■ Directive ■
Reproduce word for word the lines of the listing from the line containing "Kindly give the mask of every instance of the boulder." through the line containing "232L19 243L30 244L112", both included, and nothing else.

[Shape annotation listing]
+++++

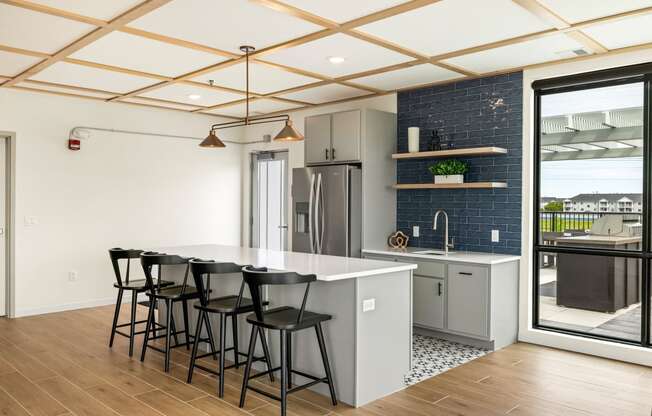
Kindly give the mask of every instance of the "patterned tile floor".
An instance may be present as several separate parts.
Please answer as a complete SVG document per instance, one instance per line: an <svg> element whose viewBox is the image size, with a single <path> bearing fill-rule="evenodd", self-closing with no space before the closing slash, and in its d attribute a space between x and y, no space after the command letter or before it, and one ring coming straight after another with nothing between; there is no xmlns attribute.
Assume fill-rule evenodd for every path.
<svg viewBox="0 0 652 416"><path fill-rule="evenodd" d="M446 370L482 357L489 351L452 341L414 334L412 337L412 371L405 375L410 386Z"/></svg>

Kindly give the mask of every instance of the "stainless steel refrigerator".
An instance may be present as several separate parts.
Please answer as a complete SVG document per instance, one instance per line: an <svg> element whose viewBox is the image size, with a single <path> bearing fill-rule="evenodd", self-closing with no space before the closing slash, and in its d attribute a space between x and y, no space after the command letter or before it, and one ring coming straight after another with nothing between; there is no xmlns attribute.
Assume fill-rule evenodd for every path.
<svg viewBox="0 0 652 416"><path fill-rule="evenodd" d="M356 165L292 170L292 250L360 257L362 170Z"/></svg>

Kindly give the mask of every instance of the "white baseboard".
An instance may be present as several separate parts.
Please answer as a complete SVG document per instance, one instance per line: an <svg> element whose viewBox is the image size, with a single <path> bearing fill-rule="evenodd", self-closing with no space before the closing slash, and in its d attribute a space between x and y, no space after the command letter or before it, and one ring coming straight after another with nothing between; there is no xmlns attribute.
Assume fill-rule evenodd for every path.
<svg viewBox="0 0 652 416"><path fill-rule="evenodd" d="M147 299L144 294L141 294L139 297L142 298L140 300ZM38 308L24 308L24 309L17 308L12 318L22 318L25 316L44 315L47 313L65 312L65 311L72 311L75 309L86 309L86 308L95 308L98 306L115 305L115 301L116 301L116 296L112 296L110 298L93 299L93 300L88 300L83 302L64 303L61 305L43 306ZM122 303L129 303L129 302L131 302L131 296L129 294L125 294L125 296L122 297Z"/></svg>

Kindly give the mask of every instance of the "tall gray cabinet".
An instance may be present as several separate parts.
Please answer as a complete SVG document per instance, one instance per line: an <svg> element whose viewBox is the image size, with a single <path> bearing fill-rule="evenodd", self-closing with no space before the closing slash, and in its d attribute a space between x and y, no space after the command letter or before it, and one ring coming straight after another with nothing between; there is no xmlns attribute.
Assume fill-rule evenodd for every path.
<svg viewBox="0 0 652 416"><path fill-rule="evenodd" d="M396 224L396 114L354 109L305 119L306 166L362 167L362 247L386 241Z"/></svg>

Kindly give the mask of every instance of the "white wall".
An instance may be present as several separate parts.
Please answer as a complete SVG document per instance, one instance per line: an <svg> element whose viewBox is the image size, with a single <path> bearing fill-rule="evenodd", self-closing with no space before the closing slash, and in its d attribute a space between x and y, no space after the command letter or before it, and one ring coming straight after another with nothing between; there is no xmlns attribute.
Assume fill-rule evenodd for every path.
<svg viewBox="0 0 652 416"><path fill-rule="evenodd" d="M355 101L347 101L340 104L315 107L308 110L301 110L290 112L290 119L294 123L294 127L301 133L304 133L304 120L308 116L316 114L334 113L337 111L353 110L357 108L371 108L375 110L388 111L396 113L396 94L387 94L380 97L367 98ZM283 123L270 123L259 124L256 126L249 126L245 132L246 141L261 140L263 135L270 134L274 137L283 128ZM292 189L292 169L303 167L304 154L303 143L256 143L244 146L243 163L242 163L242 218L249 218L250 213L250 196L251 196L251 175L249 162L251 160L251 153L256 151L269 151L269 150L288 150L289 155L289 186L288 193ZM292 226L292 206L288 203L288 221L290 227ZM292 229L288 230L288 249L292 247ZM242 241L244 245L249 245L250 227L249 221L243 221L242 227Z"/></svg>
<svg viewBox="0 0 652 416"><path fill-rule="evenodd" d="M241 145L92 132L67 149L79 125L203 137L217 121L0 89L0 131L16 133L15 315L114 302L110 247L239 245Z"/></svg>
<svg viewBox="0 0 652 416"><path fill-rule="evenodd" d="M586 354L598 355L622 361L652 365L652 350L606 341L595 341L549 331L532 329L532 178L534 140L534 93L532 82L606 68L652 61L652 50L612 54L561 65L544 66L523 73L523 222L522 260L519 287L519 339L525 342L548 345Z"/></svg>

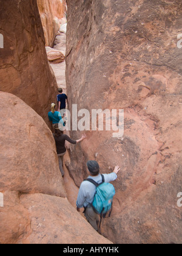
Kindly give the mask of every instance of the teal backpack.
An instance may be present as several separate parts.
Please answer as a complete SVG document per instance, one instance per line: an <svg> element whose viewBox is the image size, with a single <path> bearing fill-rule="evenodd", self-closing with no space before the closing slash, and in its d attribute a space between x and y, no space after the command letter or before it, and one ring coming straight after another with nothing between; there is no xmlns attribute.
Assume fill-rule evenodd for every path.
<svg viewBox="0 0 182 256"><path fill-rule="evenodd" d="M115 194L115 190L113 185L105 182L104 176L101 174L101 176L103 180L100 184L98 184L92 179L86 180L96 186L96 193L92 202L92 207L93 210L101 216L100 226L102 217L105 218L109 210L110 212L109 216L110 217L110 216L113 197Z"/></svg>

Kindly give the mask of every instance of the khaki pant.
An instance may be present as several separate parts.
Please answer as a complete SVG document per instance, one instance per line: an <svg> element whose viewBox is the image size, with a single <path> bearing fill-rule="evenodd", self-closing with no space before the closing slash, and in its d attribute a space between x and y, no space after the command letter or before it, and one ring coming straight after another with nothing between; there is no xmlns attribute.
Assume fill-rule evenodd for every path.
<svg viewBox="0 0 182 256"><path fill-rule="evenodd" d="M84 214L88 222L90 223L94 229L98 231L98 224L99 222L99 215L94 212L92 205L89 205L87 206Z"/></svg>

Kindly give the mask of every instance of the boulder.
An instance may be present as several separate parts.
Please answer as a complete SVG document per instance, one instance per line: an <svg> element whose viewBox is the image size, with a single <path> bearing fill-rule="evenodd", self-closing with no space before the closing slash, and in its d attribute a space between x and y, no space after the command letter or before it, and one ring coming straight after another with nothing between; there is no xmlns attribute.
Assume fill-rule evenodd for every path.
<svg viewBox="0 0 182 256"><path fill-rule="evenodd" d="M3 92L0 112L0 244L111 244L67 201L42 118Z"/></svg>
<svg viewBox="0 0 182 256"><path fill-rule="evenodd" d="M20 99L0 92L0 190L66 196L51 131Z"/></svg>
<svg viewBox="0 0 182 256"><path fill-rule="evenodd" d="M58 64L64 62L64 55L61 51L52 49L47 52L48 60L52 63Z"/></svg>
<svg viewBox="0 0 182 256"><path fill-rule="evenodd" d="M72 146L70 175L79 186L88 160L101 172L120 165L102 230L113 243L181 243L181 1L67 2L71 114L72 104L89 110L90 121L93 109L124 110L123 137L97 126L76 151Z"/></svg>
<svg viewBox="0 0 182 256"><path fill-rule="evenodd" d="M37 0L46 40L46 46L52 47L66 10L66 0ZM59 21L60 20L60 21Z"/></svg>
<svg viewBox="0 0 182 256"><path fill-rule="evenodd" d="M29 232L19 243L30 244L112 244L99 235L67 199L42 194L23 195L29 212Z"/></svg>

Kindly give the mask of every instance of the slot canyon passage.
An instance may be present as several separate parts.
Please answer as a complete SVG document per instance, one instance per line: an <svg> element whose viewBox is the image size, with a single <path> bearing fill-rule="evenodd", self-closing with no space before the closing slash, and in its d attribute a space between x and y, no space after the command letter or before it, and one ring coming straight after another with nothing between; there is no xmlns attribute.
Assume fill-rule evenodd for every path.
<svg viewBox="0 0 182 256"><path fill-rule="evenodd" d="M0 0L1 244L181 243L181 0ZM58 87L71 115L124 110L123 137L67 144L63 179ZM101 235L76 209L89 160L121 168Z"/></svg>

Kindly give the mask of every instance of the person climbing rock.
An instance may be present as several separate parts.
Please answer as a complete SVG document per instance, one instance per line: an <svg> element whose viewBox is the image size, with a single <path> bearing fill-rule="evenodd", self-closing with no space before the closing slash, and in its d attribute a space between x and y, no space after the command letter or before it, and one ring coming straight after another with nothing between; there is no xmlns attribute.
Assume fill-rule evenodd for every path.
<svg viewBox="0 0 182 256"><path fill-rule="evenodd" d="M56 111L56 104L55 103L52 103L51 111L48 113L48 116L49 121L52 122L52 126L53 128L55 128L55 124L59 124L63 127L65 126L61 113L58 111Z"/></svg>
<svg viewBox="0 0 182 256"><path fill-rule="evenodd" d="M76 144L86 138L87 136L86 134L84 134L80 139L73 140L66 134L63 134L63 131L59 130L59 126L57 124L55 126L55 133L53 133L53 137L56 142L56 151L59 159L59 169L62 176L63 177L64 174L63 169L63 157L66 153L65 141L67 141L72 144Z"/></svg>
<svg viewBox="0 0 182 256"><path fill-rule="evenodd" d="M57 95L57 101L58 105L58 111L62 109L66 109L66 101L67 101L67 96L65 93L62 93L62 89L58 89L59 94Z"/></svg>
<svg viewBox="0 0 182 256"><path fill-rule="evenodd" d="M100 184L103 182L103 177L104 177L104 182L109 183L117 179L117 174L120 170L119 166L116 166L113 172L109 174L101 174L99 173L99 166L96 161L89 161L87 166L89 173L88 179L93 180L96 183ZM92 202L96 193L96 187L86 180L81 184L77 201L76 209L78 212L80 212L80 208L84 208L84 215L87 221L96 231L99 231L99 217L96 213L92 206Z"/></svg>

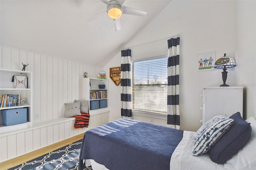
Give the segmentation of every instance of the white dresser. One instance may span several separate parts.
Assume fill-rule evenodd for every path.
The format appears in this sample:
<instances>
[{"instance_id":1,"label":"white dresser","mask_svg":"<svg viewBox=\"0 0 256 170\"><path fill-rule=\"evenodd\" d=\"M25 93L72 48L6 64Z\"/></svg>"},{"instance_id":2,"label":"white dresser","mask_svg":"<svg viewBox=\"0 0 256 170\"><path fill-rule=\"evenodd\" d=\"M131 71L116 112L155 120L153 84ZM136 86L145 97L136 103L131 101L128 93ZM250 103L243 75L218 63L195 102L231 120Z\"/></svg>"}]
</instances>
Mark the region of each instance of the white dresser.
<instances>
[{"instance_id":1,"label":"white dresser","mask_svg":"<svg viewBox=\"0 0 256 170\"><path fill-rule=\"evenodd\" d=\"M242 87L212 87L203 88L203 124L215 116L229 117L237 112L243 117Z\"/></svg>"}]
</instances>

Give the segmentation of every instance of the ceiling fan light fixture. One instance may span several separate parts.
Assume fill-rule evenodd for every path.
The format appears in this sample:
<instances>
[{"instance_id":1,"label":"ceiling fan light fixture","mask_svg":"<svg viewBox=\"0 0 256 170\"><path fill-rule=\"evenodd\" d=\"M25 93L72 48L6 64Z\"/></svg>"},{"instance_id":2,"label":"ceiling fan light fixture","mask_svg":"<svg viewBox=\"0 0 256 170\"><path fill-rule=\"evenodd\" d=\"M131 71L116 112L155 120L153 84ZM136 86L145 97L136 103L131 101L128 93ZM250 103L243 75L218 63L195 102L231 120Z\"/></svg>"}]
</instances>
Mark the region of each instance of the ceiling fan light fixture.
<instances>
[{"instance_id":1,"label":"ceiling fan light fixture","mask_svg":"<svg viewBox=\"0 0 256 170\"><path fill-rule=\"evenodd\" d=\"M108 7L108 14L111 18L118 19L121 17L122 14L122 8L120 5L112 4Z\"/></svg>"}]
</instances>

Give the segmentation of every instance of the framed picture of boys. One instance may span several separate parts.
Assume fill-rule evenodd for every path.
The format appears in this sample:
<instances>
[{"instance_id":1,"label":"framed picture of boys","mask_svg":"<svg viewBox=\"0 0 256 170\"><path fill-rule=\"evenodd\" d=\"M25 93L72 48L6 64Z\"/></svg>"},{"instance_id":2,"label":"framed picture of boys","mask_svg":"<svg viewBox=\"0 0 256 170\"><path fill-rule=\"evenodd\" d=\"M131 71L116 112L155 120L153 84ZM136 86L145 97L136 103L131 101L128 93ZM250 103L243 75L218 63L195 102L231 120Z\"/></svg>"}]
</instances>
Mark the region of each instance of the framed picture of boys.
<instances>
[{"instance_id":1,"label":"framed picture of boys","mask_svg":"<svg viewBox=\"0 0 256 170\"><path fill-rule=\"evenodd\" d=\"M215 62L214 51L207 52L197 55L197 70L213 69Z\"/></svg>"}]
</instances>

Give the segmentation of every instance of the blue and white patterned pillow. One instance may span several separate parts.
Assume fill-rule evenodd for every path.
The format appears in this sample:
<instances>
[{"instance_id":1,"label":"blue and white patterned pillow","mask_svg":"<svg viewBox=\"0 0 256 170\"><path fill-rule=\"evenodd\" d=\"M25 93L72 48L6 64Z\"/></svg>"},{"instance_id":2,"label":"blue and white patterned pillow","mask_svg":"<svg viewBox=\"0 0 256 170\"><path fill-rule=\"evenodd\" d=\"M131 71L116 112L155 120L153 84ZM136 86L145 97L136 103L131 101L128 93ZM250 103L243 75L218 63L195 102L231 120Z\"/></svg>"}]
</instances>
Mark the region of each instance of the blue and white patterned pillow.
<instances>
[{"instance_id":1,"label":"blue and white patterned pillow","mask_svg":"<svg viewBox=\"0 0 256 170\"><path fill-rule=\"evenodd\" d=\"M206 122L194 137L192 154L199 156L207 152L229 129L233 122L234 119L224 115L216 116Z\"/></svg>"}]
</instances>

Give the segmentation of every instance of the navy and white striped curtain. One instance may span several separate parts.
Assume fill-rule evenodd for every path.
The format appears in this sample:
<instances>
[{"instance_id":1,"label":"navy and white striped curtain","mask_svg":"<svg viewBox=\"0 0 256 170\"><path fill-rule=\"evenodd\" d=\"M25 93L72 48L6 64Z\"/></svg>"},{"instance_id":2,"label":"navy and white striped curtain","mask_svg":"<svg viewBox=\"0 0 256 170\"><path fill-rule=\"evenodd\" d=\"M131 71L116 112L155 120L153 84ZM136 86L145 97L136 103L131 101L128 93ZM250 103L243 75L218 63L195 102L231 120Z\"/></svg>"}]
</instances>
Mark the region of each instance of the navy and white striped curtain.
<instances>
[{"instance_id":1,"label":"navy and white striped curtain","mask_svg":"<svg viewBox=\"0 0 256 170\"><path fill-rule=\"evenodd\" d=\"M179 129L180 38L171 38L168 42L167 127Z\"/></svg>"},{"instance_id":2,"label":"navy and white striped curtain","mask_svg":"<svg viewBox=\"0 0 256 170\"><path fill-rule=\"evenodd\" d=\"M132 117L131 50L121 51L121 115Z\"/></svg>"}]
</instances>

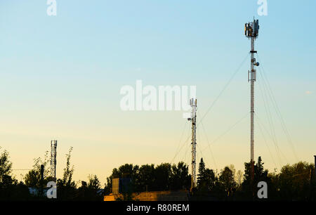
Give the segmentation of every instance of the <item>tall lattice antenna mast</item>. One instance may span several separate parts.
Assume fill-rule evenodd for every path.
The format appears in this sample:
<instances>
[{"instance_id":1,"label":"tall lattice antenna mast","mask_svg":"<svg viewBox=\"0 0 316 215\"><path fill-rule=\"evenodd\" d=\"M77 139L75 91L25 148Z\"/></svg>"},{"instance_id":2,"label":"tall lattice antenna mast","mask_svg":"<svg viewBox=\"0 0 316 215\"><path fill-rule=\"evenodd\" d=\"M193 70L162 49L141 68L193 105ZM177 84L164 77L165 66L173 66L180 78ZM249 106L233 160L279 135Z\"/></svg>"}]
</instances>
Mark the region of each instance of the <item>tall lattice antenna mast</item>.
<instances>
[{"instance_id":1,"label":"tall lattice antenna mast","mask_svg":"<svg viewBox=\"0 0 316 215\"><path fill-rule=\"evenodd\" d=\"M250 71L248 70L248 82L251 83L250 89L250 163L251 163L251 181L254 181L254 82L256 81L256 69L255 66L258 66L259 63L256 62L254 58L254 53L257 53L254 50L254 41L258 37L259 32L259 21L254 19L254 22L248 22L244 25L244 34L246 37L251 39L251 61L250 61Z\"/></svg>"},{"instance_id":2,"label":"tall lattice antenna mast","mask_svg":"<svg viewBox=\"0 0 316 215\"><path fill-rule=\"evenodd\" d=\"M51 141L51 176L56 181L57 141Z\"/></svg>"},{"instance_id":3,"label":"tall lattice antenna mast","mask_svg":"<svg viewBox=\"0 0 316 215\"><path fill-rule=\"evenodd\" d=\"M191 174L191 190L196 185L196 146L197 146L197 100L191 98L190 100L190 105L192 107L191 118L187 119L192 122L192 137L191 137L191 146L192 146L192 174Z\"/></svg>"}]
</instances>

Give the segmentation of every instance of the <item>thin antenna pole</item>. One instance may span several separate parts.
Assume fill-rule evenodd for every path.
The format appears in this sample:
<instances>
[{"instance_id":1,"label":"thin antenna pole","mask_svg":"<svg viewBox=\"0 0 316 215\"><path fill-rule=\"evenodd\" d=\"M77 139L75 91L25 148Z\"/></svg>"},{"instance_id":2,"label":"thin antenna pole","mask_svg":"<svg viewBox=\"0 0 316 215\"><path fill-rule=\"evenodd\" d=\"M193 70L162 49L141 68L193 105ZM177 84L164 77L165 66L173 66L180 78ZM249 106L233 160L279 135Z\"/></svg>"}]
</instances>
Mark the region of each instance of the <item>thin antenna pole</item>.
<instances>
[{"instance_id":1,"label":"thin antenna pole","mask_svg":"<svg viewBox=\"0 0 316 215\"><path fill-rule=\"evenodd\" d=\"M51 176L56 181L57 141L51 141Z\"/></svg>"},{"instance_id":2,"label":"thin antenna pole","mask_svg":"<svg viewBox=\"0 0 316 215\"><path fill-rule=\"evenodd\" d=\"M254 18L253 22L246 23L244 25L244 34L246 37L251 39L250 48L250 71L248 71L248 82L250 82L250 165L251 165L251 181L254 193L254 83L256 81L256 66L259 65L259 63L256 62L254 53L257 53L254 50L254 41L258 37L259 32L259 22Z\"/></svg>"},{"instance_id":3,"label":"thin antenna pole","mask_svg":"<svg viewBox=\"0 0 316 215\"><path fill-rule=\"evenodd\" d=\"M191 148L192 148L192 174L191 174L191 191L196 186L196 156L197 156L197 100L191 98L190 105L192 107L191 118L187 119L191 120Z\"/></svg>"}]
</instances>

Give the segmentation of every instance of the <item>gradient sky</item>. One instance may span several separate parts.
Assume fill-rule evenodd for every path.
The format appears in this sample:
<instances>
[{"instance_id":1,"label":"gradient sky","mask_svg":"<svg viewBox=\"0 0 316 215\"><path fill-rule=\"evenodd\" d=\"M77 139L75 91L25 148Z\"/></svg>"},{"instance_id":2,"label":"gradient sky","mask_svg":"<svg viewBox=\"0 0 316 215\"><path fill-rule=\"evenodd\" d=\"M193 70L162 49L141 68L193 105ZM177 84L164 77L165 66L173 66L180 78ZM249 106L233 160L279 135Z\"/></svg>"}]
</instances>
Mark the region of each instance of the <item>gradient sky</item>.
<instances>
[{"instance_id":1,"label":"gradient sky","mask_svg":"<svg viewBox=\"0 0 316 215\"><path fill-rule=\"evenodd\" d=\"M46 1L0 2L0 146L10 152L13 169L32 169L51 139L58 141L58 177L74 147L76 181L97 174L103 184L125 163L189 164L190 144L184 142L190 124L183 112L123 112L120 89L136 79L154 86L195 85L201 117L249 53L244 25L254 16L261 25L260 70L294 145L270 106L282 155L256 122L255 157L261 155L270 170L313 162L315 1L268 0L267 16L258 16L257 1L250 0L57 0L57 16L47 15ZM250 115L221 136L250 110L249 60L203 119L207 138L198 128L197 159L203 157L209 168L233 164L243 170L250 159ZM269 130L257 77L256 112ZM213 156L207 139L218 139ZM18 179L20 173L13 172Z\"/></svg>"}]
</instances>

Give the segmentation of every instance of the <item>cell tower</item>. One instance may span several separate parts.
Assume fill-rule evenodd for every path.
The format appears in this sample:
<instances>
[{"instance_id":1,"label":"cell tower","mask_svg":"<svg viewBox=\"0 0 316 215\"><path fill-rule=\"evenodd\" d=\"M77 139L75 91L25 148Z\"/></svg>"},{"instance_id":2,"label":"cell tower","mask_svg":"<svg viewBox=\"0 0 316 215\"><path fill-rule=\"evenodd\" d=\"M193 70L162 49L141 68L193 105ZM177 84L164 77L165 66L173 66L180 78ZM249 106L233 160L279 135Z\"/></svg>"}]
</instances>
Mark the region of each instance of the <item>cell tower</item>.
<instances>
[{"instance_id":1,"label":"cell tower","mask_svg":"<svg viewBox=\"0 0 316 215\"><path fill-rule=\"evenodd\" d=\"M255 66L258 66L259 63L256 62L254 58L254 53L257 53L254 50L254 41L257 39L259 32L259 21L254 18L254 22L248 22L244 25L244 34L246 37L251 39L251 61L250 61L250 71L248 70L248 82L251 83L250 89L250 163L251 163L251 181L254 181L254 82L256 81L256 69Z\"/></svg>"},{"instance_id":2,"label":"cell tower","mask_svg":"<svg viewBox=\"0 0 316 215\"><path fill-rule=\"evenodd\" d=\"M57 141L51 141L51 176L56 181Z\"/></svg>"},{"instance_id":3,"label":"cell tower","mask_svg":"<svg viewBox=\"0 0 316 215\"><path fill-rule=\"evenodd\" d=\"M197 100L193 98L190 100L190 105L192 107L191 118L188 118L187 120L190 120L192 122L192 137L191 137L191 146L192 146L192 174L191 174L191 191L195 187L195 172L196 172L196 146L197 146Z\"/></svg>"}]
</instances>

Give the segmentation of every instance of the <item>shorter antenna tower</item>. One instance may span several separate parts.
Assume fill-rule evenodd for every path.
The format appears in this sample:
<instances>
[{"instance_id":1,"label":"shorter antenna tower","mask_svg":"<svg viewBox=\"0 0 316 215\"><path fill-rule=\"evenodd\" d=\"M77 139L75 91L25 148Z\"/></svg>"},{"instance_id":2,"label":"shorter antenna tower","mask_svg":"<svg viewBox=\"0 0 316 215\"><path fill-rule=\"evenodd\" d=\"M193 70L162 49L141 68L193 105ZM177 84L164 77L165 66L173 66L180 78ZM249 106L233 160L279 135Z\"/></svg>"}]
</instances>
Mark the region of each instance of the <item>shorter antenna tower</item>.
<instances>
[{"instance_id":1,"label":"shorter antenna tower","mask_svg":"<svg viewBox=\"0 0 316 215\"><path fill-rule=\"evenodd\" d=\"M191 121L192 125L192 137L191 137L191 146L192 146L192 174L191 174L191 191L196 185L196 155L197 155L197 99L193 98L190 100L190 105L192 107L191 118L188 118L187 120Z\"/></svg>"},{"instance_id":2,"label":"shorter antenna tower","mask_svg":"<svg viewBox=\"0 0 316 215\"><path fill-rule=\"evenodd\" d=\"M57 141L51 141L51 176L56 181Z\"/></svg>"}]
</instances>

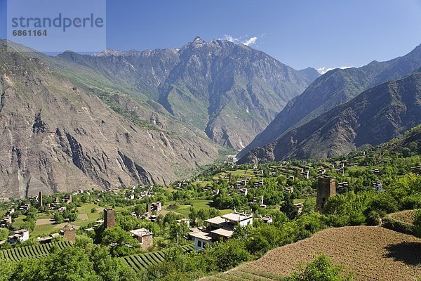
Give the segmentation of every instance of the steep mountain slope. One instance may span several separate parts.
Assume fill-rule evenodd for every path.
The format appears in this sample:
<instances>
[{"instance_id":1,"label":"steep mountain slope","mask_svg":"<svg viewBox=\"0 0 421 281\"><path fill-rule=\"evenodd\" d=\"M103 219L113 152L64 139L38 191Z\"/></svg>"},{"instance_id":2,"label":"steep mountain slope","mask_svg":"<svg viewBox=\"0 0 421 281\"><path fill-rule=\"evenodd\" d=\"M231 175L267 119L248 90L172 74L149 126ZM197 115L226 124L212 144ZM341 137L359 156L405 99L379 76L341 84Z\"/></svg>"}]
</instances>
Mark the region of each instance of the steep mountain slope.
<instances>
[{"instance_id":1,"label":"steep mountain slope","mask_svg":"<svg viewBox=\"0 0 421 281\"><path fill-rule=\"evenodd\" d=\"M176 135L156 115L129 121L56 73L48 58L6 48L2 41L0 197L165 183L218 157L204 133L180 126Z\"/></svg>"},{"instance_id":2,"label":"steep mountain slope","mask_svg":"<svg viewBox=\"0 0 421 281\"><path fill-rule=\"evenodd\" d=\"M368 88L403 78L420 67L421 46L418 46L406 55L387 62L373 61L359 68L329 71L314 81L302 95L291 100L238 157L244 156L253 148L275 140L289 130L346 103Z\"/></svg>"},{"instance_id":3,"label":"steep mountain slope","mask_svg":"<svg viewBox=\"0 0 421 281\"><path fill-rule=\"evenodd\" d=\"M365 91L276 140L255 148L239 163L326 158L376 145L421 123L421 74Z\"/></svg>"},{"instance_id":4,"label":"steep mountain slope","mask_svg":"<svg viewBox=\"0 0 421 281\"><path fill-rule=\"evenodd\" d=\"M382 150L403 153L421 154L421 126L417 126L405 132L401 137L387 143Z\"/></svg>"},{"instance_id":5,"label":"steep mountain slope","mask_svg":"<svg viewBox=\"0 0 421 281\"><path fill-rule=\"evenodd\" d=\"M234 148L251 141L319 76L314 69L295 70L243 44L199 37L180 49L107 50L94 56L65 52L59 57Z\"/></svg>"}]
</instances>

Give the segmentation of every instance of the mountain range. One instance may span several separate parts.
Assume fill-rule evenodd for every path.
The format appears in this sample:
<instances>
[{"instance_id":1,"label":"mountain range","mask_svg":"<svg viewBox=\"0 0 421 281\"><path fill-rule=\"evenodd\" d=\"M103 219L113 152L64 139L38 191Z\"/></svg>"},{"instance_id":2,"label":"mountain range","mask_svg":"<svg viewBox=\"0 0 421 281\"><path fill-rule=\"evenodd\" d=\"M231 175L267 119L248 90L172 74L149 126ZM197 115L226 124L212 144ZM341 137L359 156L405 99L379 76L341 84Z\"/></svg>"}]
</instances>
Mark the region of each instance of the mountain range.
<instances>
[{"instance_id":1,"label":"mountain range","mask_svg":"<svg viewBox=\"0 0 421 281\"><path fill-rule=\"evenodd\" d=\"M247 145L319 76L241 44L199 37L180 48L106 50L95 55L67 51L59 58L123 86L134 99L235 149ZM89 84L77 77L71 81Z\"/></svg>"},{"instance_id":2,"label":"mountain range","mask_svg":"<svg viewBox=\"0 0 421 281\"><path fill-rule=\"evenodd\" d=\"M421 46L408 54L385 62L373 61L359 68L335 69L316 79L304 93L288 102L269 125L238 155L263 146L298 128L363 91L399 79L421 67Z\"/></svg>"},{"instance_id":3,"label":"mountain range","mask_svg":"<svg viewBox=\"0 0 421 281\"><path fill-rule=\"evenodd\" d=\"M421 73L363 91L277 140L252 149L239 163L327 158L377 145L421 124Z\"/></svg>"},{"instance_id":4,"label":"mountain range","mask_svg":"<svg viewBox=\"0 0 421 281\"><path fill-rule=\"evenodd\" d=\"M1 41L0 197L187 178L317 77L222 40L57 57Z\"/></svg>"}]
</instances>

+++++

■ Exercise result ■
Kindly give the mask of every instance of the boulder.
An instance may be present as several separate parts.
Please answer as a complete SVG document per instance, one instance per line: an <svg> element whose viewBox is the image size, with a single <path> bearing fill-rule="evenodd", self-closing with no space before the closing slash, and in its d attribute a space between x and y, no space after the command letter or before it, and one ring coming straight after another with nothing between; there is no xmlns attribute.
Assume fill-rule evenodd for every path.
<svg viewBox="0 0 182 256"><path fill-rule="evenodd" d="M3 92L0 112L0 244L111 244L67 201L42 118Z"/></svg>
<svg viewBox="0 0 182 256"><path fill-rule="evenodd" d="M20 99L0 92L0 190L66 196L51 131Z"/></svg>
<svg viewBox="0 0 182 256"><path fill-rule="evenodd" d="M58 64L64 62L64 55L61 51L52 49L47 52L48 60L52 63Z"/></svg>
<svg viewBox="0 0 182 256"><path fill-rule="evenodd" d="M72 146L70 175L79 186L88 160L101 172L120 165L102 230L113 243L181 243L181 1L67 2L71 114L72 104L89 110L90 121L93 109L124 110L123 137L97 126L76 151Z"/></svg>
<svg viewBox="0 0 182 256"><path fill-rule="evenodd" d="M37 0L46 40L46 46L52 47L66 10L66 0ZM59 21L60 20L60 21Z"/></svg>
<svg viewBox="0 0 182 256"><path fill-rule="evenodd" d="M29 232L19 243L30 244L112 244L99 235L67 199L42 194L23 195L29 212Z"/></svg>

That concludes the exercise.